• **Work order 1**
In the text on compiling Lua chunks, what does passing a compiled chunk to Lua.eval!/2 skip?
• **Work order 2**
Copy a passage from the text on compiling Lua chunks, starting with "Compiling chunks" and going on through "run against later.".

━━━━━ Extract

Compiling chunks
Mix.install([
{:lua, "~> 1.0.0-rc.0"}
])
Compile once, run many times
Lua.load_chunk!/2 parses and compiles a string into a reusable
%Lua.Chunk{}. Compilation happens once; passing the chunk to
Lua.eval!/2 skips parsing and compilation on every run — useful for a
template or rule evaluated per request.
The VM we compile against doesn’t have to be the one we run against later.
{chunk, _lua} = Lua.load_chunk!(Lua.new(), "return greeting .. name .. '!'")
chunk.__struct__
Lua.Chunk
Each run uses a fresh state with different globals, so the same compiled chunk produces different results.
for name <- ["Ada", "Grace", "Edsger"] do
state =
Lua.new()
|> Lua.set!([:greeting], "Hello, ")
|> Lua.set!([:name], name)
{[message], _lua} = Lua.eval!(state, chunk)
message
end
["Hello, Ada!", "Hello, Grace!", "Hello, Edsger!"]
Surfacing syntax errors early
Lua.parse_chunk/1 pre-parses a script so you can surface syntax errors
before ever running anything. It returns {:ok, chunk} on success and
{:error, messages} with human-readable diagnostics on failure.
{:error, [message]} = Lua.parse_chunk("return 1 +")
IO.puts(message)
Parse Error
at line 1, column 11:
Expected expression
1 │ return 1 +
^
Suggestion:
Reached end of file unexpectedly. Check for missing 'end' keywords or closing delimiters.

━━━━━━━━━━
━━━━━ Dataset content

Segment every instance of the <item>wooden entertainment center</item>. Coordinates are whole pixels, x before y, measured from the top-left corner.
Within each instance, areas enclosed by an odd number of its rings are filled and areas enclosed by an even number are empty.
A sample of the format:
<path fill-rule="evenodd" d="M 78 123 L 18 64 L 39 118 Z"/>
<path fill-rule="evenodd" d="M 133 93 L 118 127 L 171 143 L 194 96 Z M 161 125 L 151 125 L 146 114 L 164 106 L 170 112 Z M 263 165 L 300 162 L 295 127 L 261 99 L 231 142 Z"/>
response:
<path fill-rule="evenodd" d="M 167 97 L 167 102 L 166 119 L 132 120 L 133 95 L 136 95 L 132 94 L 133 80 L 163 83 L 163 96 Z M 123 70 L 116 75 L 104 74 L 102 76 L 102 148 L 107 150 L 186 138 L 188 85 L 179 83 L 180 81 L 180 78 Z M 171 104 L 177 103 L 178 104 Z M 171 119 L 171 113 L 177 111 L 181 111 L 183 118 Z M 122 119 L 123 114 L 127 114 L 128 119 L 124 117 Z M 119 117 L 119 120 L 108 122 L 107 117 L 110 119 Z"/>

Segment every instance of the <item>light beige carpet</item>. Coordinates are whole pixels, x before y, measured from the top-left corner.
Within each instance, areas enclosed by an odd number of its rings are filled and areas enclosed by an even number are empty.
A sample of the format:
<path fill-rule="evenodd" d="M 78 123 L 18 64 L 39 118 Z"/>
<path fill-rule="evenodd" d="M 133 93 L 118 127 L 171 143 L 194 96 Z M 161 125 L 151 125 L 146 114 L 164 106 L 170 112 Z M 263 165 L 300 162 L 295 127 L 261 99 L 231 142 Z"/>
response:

━━━━━━━━━━

• **Worked solution 1**
It skips parsing and compilation on every run.

• **Worked solution 2**
Compiling chunks
Mix.install([
{:lua, "~> 1.0.0-rc.0"}
])
Compile once, run many times
Lua.load_chunk!/2 parses and compiles a string into a reusable
%Lua.Chunk{}. Compilation happens once; passing the chunk to
Lua.eval!/2 skips parsing and compilation on every run — useful for a
template or rule evaluated per request.
The VM we compile against doesn’t have to be the one we run against later.